*Work to be completed:* All lines from the one with "If you could mark the large green" onward, through the last line of the records below, are to be retyped word for word.

*Data for the task:*
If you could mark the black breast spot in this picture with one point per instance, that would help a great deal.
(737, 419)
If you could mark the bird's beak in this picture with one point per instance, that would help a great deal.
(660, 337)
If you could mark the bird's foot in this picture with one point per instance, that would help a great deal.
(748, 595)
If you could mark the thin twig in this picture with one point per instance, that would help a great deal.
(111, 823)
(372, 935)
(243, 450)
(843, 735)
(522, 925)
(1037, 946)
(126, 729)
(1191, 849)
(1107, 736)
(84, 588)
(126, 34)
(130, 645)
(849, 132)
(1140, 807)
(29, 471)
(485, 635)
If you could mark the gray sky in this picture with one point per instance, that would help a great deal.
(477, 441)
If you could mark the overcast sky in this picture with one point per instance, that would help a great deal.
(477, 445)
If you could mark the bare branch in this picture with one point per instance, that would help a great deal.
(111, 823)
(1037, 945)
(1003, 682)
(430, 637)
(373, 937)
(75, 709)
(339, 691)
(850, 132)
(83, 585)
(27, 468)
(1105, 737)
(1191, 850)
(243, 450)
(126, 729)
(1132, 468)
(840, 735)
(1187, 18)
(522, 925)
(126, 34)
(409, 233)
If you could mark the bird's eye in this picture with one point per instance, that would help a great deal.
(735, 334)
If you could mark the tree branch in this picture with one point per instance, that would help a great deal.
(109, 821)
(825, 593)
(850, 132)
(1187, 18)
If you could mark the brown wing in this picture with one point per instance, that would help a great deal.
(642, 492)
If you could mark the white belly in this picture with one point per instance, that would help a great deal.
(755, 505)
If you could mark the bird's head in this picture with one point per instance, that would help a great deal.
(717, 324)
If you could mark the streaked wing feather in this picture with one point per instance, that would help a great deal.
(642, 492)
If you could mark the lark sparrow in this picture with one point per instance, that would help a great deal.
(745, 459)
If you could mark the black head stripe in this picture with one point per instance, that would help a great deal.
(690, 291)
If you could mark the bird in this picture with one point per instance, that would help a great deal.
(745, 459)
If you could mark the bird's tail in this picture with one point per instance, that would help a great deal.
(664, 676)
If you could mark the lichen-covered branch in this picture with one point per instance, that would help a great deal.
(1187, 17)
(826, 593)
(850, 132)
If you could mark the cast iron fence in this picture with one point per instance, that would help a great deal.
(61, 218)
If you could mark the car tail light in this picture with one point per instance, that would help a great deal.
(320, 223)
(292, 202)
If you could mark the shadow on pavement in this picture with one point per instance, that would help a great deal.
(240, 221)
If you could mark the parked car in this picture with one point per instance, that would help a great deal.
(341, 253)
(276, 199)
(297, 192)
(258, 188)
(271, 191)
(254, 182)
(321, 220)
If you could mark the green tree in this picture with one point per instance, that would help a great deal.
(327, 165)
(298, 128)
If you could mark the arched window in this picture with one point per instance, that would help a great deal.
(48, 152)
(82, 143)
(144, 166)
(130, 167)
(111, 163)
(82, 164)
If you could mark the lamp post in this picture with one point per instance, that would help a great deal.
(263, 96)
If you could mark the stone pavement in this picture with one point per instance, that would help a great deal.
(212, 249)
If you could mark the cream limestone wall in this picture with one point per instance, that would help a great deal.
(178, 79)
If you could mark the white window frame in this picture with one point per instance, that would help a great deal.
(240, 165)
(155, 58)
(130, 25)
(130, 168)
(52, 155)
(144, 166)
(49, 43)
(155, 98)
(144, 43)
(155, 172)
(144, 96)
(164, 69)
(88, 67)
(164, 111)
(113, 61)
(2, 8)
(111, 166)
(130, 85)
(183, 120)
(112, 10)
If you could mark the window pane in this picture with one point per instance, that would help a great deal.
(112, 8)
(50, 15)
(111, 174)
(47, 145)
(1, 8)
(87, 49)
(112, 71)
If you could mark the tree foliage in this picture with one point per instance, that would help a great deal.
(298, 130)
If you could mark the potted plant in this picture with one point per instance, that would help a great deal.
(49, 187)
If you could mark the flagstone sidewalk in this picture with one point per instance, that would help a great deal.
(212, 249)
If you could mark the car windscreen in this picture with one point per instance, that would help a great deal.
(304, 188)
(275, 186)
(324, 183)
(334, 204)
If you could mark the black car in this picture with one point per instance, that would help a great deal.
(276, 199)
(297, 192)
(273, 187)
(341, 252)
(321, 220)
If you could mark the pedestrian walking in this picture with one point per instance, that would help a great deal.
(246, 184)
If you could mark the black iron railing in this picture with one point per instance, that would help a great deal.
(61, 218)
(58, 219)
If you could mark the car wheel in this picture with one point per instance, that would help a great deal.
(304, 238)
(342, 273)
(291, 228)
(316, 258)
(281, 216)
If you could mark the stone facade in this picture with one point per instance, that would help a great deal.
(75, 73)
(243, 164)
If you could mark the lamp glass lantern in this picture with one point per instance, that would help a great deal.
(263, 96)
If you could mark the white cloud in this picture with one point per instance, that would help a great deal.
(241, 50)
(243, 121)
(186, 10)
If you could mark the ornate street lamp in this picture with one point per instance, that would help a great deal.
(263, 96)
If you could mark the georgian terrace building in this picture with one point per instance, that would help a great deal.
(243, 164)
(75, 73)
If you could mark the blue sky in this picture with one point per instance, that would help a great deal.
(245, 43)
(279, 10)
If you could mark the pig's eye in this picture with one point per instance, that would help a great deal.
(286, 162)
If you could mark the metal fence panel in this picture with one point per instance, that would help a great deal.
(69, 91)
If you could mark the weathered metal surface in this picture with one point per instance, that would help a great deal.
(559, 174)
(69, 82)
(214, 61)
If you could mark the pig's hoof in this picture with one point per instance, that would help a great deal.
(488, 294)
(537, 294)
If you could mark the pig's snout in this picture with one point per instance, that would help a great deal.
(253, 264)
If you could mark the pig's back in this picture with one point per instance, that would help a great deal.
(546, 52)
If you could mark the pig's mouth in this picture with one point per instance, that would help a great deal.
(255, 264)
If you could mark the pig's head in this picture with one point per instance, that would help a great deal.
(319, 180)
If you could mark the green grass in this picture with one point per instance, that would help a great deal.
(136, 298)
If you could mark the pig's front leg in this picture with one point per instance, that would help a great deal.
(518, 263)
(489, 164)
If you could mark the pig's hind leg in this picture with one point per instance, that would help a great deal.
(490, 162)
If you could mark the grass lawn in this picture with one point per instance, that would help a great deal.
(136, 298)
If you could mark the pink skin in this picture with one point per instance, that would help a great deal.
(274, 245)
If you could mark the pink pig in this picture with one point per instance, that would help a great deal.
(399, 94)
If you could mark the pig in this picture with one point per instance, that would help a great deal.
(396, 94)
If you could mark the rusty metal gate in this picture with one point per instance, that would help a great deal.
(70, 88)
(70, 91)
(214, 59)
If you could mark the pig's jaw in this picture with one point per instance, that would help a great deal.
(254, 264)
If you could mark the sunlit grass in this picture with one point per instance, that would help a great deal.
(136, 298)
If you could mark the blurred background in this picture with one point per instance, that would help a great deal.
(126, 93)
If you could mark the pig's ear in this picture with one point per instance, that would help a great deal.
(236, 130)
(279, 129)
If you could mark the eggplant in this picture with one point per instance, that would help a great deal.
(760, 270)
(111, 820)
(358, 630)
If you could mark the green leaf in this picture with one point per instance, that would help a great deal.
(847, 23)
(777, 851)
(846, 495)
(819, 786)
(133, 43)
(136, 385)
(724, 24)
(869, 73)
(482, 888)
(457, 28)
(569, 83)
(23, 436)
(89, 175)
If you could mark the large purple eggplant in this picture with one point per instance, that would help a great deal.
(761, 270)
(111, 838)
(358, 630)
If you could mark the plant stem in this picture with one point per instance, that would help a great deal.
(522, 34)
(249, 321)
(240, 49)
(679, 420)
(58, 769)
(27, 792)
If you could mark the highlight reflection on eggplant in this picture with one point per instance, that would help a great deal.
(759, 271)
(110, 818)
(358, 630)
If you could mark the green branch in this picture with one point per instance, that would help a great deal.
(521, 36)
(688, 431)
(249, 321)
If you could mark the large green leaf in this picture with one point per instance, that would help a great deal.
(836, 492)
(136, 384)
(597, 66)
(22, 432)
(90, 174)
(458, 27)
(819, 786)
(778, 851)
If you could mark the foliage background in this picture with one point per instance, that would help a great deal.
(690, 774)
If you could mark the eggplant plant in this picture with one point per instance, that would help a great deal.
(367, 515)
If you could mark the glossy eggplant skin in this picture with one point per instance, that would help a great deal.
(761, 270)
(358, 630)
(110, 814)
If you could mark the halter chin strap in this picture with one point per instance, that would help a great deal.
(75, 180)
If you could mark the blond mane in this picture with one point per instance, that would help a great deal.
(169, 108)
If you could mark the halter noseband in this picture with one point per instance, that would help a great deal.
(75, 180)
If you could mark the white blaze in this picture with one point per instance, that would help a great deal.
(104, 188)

*Written answer:*
If you could mark the large green leaf in this picture with one point per instance, that would help a great deal.
(836, 492)
(136, 384)
(597, 66)
(22, 432)
(90, 174)
(458, 27)
(819, 786)
(778, 851)
If you could mark the foliage background in this picture with one point per instance, that would help a great deal.
(690, 774)
If you could mark the eggplant plant in this picture with one point per instance, that would help a great deal.
(367, 515)
If you could mark the glossy eggplant skin in this picture with one point per instance, that would help a great deal.
(761, 270)
(358, 630)
(110, 814)
If you could mark the halter chin strap in this picture with one point per instance, that would help a great deal.
(75, 180)
If you could mark the blond mane in this picture with one point per instance, that would help a great deal.
(169, 108)
If you could mark the halter noseband in this picture with one point per instance, that would help a great deal.
(75, 180)
If you could mark the white blaze in this picture with one point per instance, that would help a great deal.
(104, 188)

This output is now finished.